— start Document —
2016-08-18 ThatsBJ城市漫步



By Andrew Chin


Has it really been a decade since Carsick Cars emerged? In a last minute decision, the pioneering Beijing rockers have decided to celebrate their milestone 10th anniversary on August 19 at Yugong Yishan with Maybe Mars labelmates Hiperson, friend Zhong Zuo and more. To get hyped for the show, we revisit our 2014 feature on the band as they prepared for a national tour to celebrate their most recent disc, 3.

August 19, 9.30pm, RMB80-100. Yugong Yishan, 3-2 Zhangzizhong Lu, Dongcheng 东城区张自忠路3-2号 (6404 2711)




It’s been nearly nine years since indie-rock trio Carsick Cars pulled into the Beijing underground, and like any band that has made it this far, they've had their share of broken bones.

“I was pumped with adrenaline and didn't even feel it,” said frontman Zhang Shouwang, who suffered a broken heel in November during Shanghai's Midi Festival.

Though Zhang has since performed for the past couple of months with a cast, the band hits the ground running with a long-awaited third release, 3 (Maybe Mars).


“I wrote so many songs. We actually recorded too many, so we released the extra songs as an EP on Christmas,” Zhang says.
— end Document —
— start Data section —
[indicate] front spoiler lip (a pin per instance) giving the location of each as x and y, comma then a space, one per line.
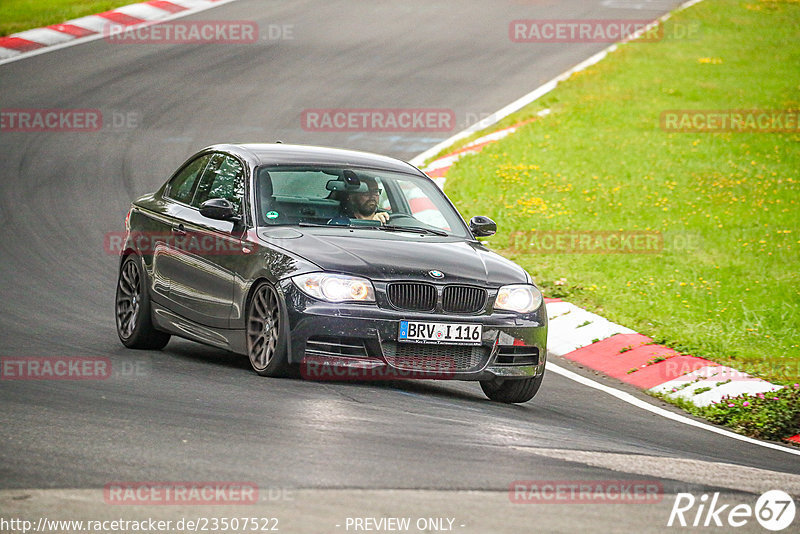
360, 369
— end Data section —
• Task instructions:
**a)** In the Carsick Cars article, at which event did Zhang Shouwang break his heel?
**b)** Transcribe the Carsick Cars article word for word, everything from "2016-08-18 ThatsBJ城市漫步" down to "东城区张自忠路3-2号 (6404 2711)".
**c)** Write the next part of the Carsick Cars article, picking up after its last sentence.

• Answers provided:
**a)** He broke it in November during Shanghai's Midi Festival.

**b)**
2016-08-18 ThatsBJ城市漫步



By Andrew Chin


Has it really been a decade since Carsick Cars emerged? In a last minute decision, the pioneering Beijing rockers have decided to celebrate their milestone 10th anniversary on August 19 at Yugong Yishan with Maybe Mars labelmates Hiperson, friend Zhong Zuo and more. To get hyped for the show, we revisit our 2014 feature on the band as they prepared for a national tour to celebrate their most recent disc, 3.

August 19, 9.30pm, RMB80-100. Yugong Yishan, 3-2 Zhangzizhong Lu, Dongcheng 东城区张自忠路3-2号 (6404 2711)

**c)**
Recorded over two weeks last April, Zhang enlisted Spacemen 3’s Sonic Boom (MGMT, Panda Bear) and Hamish Kilgour of the influential New Zealand indie-group The Clean to help record and mix their first album in almost five years.

With help from new bassist He Fan (of Maybe Mars labelmates Birdstriking) and drummer Sun Heting (Skip Skip Ben Ben), Zhang notes that having a drummer that isn’t “learning on the job” has allowed the band to take more musical chances.

“It’s definitely the most melodic album I’ve ever written, but half of it is also kind of experimental,” Zhang says. “I’ve always been into simple pop songs like the Ramones. Musically, we found our sound as making pop songs with noisier guitar sounds.”


That experimentation, Zhang explains, lies in the instrumentation, where he plays guitar by hitting it on songs like “Midnight Driver”.

While Zhang has kept busy touring internationally and with other projects, including experimental solo act White +, his band has not only influenced musicians at home, but in many ways was the first internationally visible face of Chinese indie.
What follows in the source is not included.